----- PROVIDED MATERIAL

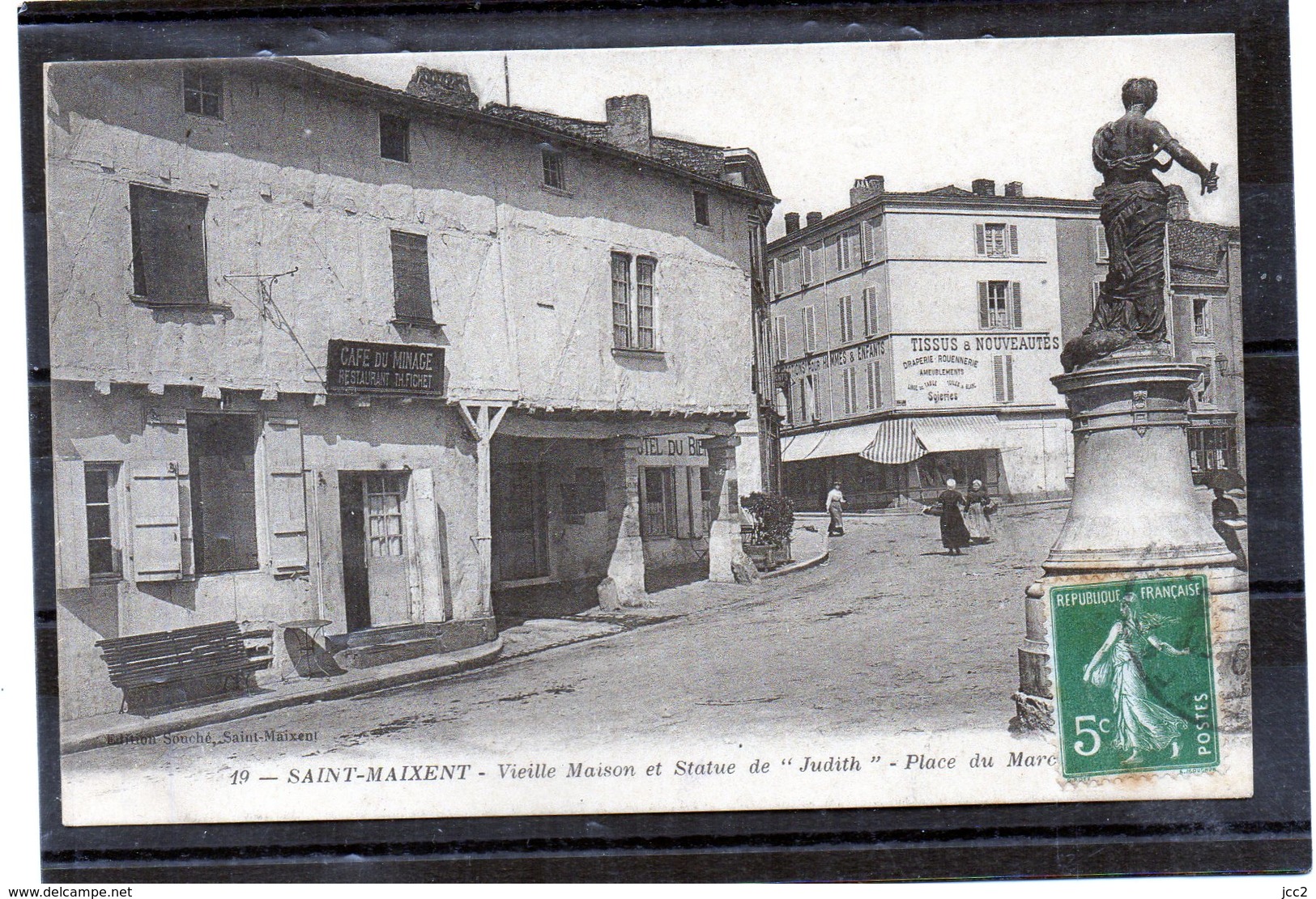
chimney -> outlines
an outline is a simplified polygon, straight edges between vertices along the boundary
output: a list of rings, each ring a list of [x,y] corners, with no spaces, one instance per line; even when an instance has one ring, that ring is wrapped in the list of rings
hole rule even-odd
[[[865,200],[882,196],[887,189],[887,179],[880,175],[866,175],[854,180],[850,188],[850,205],[858,206]]]
[[[471,79],[461,72],[417,66],[411,83],[407,84],[407,93],[447,106],[480,108],[480,99],[471,89]]]
[[[1165,189],[1170,192],[1170,221],[1182,222],[1192,218],[1192,213],[1188,209],[1188,197],[1183,192],[1183,188],[1178,184],[1166,184]]]
[[[608,143],[621,150],[647,156],[654,135],[653,117],[649,113],[649,97],[632,93],[625,97],[608,97]]]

----------

▸ TASK OBJECTIVE
Give the listing above as a JSON list of strings, one string per line and no blank lines. Leave out the picture.

▸ SOLUTION
[
  "chimney -> outlines",
  "an outline is a simplified polygon, straight edges between vertices along the boundary",
  "output: a list of rings, each ring a list of [x,y] corners, with no spaces, one instance per line; even when an instance has one ring, that ring is wrapped in the list of rings",
  "hole rule even-odd",
  "[[[865,200],[882,196],[887,189],[887,179],[880,175],[866,175],[854,180],[850,188],[850,205],[858,206]]]",
  "[[[471,79],[461,72],[417,66],[411,83],[407,84],[407,93],[447,106],[480,108],[480,99],[471,89]]]",
  "[[[1165,189],[1170,192],[1170,221],[1182,222],[1192,218],[1192,213],[1188,209],[1188,197],[1183,192],[1183,188],[1178,184],[1166,184]]]",
  "[[[608,143],[621,150],[647,156],[654,135],[653,117],[649,113],[649,97],[632,93],[625,97],[608,97]]]"
]